▶ _Exercise directions_: List every line in the data below that contains the word "ground".

▶ _Source material_:
BEGIN
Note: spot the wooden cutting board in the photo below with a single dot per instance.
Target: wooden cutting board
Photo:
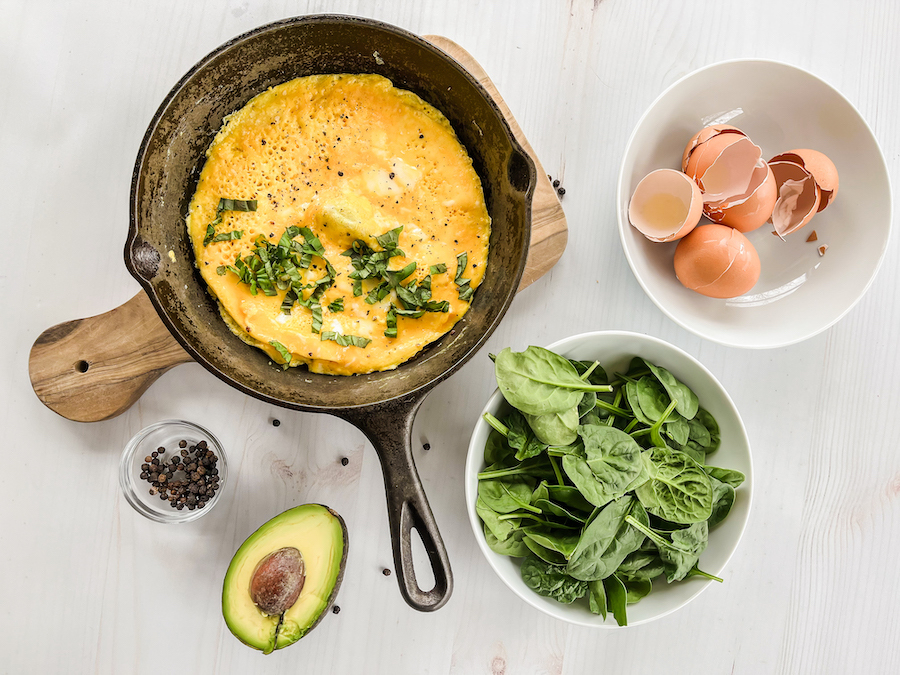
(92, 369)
END
BEGIN
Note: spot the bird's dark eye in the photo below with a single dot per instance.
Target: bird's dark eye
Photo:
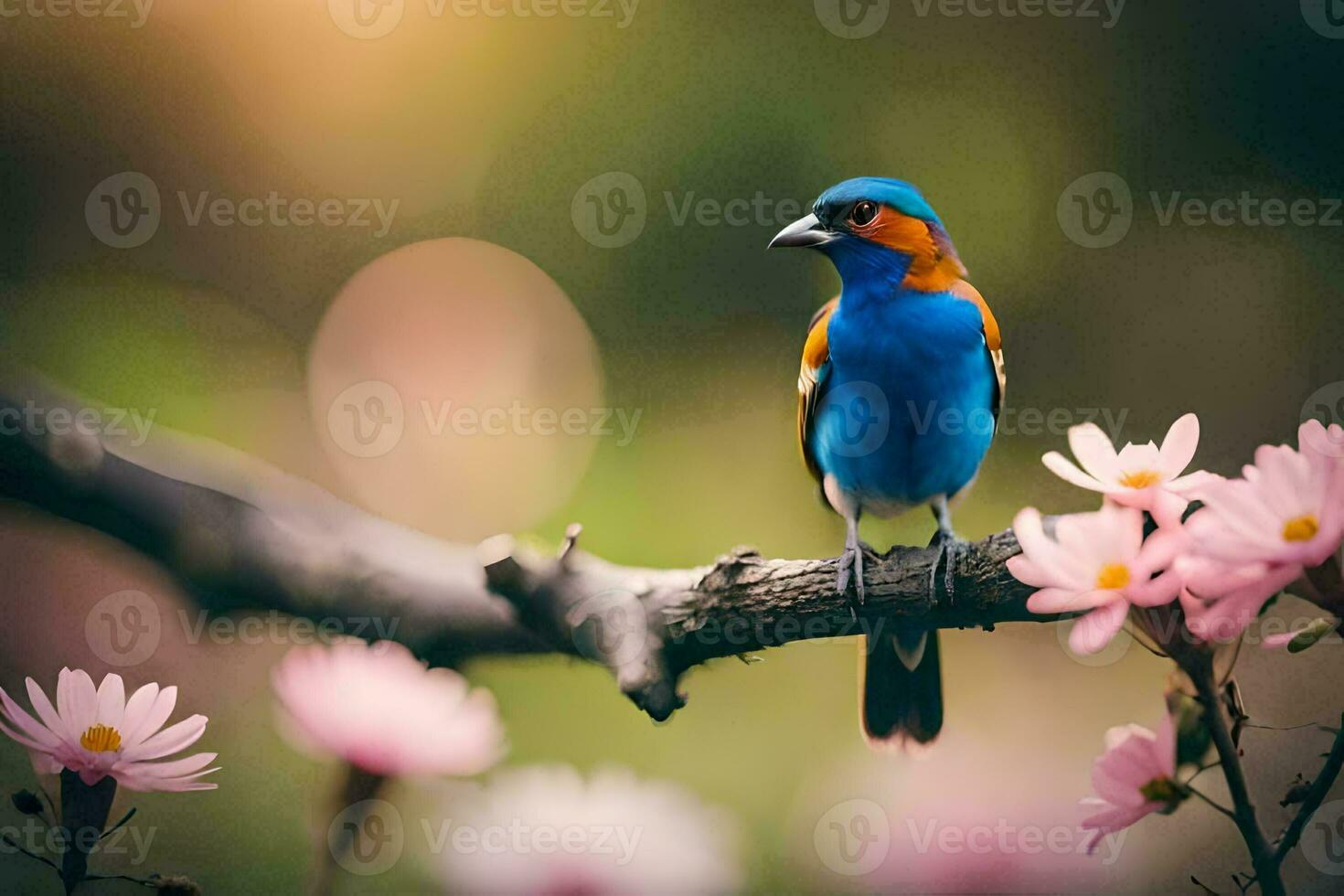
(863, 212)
END
BEGIN
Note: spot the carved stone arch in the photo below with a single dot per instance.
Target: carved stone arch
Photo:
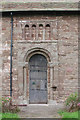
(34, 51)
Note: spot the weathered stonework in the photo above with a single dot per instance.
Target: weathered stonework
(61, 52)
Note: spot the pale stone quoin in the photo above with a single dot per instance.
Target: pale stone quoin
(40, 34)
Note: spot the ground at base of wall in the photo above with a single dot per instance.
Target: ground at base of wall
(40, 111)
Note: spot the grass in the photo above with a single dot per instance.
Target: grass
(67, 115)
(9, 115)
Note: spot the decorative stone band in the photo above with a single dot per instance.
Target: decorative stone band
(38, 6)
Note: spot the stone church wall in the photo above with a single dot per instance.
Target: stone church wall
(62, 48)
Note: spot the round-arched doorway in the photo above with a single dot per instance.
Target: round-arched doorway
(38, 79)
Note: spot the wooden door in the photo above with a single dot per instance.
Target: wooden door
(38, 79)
END
▶ _Answer for this exercise_:
Note: spot the ground at base of wall in the photo above with a single dot per instance.
Target: ground at base of wall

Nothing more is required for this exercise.